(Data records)
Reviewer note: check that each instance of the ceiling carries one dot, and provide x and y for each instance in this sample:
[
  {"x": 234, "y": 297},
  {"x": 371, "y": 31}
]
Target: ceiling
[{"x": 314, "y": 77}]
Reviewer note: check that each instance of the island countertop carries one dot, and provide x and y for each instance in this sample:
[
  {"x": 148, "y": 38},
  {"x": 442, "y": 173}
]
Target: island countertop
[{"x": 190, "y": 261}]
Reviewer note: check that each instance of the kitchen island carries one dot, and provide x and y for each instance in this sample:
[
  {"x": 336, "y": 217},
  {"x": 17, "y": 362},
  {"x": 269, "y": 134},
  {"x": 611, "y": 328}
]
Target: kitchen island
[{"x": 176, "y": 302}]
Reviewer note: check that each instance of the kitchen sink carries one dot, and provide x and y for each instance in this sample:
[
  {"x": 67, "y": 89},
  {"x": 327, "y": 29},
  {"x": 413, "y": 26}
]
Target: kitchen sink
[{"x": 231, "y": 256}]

◆ Exercise goal ◆
Please copy every line of the records above, requests included, multiplying each x and y coordinate in the answers by 0.35 and rounding to the nearest whole number, with halves rounded up. Leave the numbers in the requests and their format samples as they are.

◆ Reply ◆
Reviewer note: check that each instance of the ceiling carries one dot, and provide x and y for each instance in this sample:
[
  {"x": 234, "y": 297},
  {"x": 371, "y": 31}
]
Target: ceiling
[{"x": 110, "y": 27}]
Reviewer note: check that each instance of the island countertop carries one dot, and provide x and y for each instance in this sample:
[
  {"x": 148, "y": 38},
  {"x": 442, "y": 173}
]
Target: island countertop
[{"x": 67, "y": 91}]
Reviewer note: check that each instance of the kitchen island carries one dot, and provide x and y for each instance in this sample:
[
  {"x": 336, "y": 217},
  {"x": 17, "y": 362},
  {"x": 269, "y": 134},
  {"x": 611, "y": 328}
]
Target: kitchen island
[{"x": 62, "y": 106}]
Reviewer note: check that each instance of the kitchen sink carries one dot, and provide x and y for each instance in this sample:
[
  {"x": 67, "y": 89},
  {"x": 327, "y": 29},
  {"x": 413, "y": 26}
]
Target: kitchen sink
[{"x": 81, "y": 90}]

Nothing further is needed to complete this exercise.